[Start of Attachment]

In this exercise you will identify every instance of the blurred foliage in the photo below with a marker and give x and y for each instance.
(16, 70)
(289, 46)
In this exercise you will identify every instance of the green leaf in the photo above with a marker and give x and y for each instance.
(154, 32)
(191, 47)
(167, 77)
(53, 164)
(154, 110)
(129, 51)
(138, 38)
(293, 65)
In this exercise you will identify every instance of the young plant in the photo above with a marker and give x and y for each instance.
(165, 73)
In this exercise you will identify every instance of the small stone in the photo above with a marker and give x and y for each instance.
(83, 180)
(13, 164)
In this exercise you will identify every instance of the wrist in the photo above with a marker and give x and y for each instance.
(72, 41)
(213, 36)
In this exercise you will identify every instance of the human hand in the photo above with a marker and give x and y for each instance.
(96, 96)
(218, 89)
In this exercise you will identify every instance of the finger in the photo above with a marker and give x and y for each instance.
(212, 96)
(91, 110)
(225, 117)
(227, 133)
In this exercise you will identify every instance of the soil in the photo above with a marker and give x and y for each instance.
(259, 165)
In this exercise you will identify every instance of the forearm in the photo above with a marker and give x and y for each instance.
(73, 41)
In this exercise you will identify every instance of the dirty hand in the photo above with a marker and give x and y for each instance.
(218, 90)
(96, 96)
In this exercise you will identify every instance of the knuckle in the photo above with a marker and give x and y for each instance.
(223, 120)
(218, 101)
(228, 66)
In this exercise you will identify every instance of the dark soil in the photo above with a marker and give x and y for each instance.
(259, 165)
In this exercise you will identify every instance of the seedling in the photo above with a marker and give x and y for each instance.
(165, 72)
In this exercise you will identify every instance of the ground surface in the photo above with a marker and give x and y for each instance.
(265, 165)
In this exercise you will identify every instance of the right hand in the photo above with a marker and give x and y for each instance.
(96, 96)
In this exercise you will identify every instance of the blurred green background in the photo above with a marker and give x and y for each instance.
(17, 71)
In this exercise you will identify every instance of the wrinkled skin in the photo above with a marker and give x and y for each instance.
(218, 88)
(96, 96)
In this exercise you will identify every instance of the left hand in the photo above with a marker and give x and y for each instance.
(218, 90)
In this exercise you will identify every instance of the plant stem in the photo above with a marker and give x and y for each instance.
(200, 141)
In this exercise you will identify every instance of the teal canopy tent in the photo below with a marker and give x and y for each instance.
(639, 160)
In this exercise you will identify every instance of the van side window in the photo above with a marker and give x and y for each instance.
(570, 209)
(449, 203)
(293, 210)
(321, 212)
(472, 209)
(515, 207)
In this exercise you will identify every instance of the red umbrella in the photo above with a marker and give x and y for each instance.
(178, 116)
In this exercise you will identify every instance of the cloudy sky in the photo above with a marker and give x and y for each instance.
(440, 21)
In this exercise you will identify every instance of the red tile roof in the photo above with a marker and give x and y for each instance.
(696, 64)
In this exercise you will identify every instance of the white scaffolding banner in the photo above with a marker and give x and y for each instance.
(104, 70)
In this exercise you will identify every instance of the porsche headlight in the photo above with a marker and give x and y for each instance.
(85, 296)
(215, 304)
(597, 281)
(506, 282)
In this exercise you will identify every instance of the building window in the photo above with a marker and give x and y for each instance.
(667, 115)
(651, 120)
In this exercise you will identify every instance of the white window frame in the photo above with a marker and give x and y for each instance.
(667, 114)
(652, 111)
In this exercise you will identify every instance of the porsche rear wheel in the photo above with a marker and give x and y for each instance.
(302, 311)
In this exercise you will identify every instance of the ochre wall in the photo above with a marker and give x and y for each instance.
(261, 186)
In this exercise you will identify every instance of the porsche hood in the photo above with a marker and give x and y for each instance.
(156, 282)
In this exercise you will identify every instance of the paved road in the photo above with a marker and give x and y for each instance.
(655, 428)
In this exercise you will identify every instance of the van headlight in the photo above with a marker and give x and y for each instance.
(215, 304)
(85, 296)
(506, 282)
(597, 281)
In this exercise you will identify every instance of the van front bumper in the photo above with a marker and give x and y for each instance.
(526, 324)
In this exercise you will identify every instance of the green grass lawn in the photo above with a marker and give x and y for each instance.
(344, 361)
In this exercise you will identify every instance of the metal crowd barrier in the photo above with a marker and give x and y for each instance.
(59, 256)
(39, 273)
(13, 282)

[End of Attachment]

→ WHAT TO DO
From the line containing "In this exercise you will identify every instance of the paved" through the final line of the listing above, retype every line exactly; leave out everything else.

→ OUTPUT FOR THIS EXERCISE
In this exercise you will identify every instance of the paved road in the photo above with a marker and give x and y for each instance.
(655, 428)
In this exercise you will identify every instance of the van headlight in the photo above with a marker and give x and y for each instance.
(215, 304)
(85, 296)
(506, 282)
(597, 281)
In this exercise you will identify every instance of the van front bumper in the photo above with a marker and give x and y for each instance.
(526, 324)
In this exercise you will identify every instance of the green grass lawn in the photo above with a marker and give x and y for each instance.
(344, 361)
In this exercise you will identify every instance of the metal crowd barrier in the photo above with a marker and give x and y for each instance.
(59, 256)
(39, 273)
(13, 282)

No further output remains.